* _Exercise brief_
Leaving nothing out, print each line of the material exactly.

* _Provided records_

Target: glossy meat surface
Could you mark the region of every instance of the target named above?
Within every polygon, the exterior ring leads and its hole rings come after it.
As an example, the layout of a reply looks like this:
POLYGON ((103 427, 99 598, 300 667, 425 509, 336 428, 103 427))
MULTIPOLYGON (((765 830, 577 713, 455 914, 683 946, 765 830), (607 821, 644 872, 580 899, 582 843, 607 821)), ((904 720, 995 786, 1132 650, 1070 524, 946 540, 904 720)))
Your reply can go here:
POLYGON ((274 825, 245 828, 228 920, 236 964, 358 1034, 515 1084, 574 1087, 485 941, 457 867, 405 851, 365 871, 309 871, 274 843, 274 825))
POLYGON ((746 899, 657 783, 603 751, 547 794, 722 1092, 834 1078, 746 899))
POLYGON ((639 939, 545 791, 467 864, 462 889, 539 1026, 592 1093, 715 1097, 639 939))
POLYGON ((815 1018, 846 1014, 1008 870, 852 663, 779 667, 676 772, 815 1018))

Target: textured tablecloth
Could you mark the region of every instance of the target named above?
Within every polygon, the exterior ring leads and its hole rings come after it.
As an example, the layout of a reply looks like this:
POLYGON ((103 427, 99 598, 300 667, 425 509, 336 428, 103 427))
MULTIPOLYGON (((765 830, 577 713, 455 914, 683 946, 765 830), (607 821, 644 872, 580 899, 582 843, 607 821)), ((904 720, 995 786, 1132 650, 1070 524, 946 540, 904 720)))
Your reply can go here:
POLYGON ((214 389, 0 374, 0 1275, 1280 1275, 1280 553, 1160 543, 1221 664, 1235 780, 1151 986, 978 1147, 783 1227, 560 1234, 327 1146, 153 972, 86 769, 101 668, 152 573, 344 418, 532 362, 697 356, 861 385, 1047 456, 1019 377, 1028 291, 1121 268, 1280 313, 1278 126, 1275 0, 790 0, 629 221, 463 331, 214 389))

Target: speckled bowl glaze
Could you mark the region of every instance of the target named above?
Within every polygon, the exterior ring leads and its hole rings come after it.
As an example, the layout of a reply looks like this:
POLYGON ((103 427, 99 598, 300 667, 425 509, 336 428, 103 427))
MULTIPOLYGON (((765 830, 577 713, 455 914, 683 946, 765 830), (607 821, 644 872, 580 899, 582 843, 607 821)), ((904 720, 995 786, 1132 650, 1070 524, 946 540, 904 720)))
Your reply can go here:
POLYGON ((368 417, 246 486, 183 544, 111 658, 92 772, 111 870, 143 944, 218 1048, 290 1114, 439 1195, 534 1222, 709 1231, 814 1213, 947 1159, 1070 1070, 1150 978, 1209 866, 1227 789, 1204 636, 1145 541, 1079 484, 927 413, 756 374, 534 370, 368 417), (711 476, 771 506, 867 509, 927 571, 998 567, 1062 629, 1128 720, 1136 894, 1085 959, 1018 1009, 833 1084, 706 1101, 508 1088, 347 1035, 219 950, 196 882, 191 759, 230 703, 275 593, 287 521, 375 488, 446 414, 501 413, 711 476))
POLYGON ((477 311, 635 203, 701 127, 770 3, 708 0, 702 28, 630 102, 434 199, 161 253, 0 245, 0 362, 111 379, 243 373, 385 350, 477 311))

* _Reply to the task_
Target: glossy meat surface
Could you mark the region of every instance of the target named above?
Within every polygon, the exterior ring leads and its hole rings come after it.
As an example, the layout of a reply looks like this:
POLYGON ((103 427, 99 598, 300 667, 425 509, 336 428, 103 427))
MULTIPOLYGON (((765 830, 577 713, 455 914, 683 946, 765 830), (607 821, 644 872, 580 899, 582 843, 607 821)), ((904 720, 995 786, 1132 650, 1070 524, 946 540, 904 720)))
Your reply can go here:
POLYGON ((274 825, 245 828, 228 920, 236 964, 358 1034, 515 1084, 574 1087, 485 941, 457 867, 405 851, 365 871, 309 871, 274 843, 274 825))
POLYGON ((746 899, 657 783, 603 751, 547 794, 722 1092, 834 1078, 746 899))
POLYGON ((639 939, 545 791, 467 864, 462 889, 539 1026, 592 1093, 715 1097, 639 939))
POLYGON ((815 1018, 846 1014, 1008 870, 852 663, 779 667, 676 772, 815 1018))

Target: textured tablecloth
Could you mark the region of every instance of the target named above?
Within every polygon, the exterior ring leads and its hole rings come after it.
As an example, the layout of a reply looks like this:
POLYGON ((103 427, 99 598, 300 667, 425 509, 336 428, 103 427))
MULTIPOLYGON (((765 830, 577 713, 455 914, 683 946, 765 830), (607 821, 644 872, 580 899, 582 843, 607 821)), ((904 720, 995 786, 1132 650, 1070 524, 946 540, 904 720)))
Your reply can go here:
POLYGON ((214 389, 0 374, 0 1275, 1280 1275, 1280 553, 1160 543, 1221 664, 1235 780, 1151 986, 978 1147, 783 1227, 560 1234, 327 1146, 153 972, 86 769, 101 668, 152 573, 344 418, 532 362, 697 356, 861 385, 1047 456, 1019 377, 1028 291, 1121 268, 1280 313, 1278 126, 1275 0, 790 0, 629 221, 463 331, 214 389))

Target: speckled bowl glaze
Could you mark the region of every instance of the target named above?
Within every polygon, the exterior ring leads and its hole rings come after it.
As an example, the layout of a reply looks like this:
POLYGON ((103 427, 99 598, 300 667, 425 509, 336 428, 103 427))
MULTIPOLYGON (((765 830, 577 713, 455 914, 683 946, 765 830), (607 821, 644 872, 580 899, 582 843, 607 821)), ((904 720, 995 786, 1132 650, 1070 524, 946 540, 904 720)))
Your reply can go here:
POLYGON ((368 417, 246 486, 183 544, 111 658, 92 772, 111 870, 143 944, 218 1048, 290 1114, 439 1195, 534 1222, 709 1231, 814 1213, 947 1159, 1070 1070, 1150 978, 1209 866, 1227 789, 1204 636, 1145 541, 1079 484, 927 413, 756 374, 534 370, 368 417), (711 476, 771 506, 867 509, 927 571, 998 567, 1062 629, 1128 720, 1136 894, 1085 959, 1018 1009, 833 1084, 706 1101, 508 1088, 347 1035, 219 950, 196 882, 191 759, 230 703, 275 593, 287 521, 375 488, 446 414, 501 413, 711 476))
POLYGON ((477 311, 635 203, 701 127, 770 3, 708 0, 702 28, 630 102, 434 199, 161 253, 0 245, 0 362, 111 379, 243 373, 385 350, 477 311))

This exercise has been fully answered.